Since each plank has a different shape and curvature, the best method of finding the shape of each plank is by "spiling." Prior to spiling, plank widths are selected and tentatively laid off on the frames. (Generally the sheer strake is made wide enough to take care of the deck line and the balance vary from 1/2" to 3/4".) Fit a piece of planking to the boat across the frames and as nearly parallel to the W.L. as possible. When properly sighted, clamp the batten in place.
Number and mark the centerline position of each frame on the plank. Set a pair of dividers with their points apart and parallel to the frame centerline at a distance greater than the space between the edge of the spiling batten and the shape to be obtained (sheer strake) and prick off spots from the sheer line on each station. (See Fig. 3A).
Remove the plank from the boat and set the references and measurements just taken on the plank from which the sheer strake is to be made. (See Fig. 3B). Draw a line through the spots to get the shape of the upper edge of the sheer strake. The stem end shape of the plank can be obtained by offering it to the rabbet while the stern end can be cut flush to the after edge of the inner transom. The rabbet can be cut using a piece of planking to measure its depth. Bevel the keel at each station, first, and then remove the waste wood in the areas between, afterward dressing the surface between the rabbet line and the keel centerline. (See the stem head on the half breadth plan.)
To obtain the bottom edge, take the dividers and measure on each station to spots set out for the top of the next plank. The line is again run in using a batten. The plank is finished to the lines. A duplicate strake is made for the other side of the boat and fitted. When final fitting has been satisfied, the strakes can be glued in place, fastening to the stem and inner transom with two No. 0 x 3/8" F.H. countersink brass screws and with toothpicks or brads at the frames. For the second set of planks, the spiling plank is again brought into use; proceed exactly as before except that the measuring point is the lower edge of the sheer strake instead of a row of spots. The lower edge of the plank is obtained in the same manner as for the sheer plank. Cut the planks just outside the marked lines, fit them to the boat, to the lower edge of the sheer strake and extend the rabbet. When satisfactorily fitted, glue, pin and screw in position in the same manner as the sheer plank except that the edges are also glued to the sheer strake. When planking is complete the keel is beveled to the centerline.

• [COLLECTED DATA]
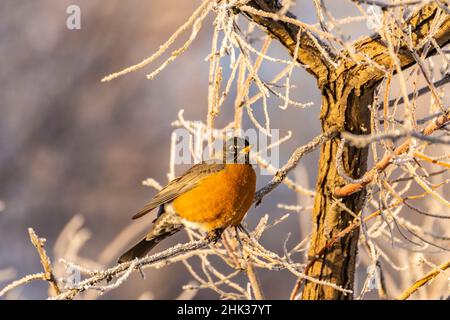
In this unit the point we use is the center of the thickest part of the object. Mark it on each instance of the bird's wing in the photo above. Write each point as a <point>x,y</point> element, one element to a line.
<point>180,185</point>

• [WHAT THIS TASK INVOLVES] According to the planking text, what fastens the strakes to the stem and inner transom? The data above is separate material from the planking text.

• [RESPONSE] Two No. 0 x 3/8" F.H. countersink brass screws.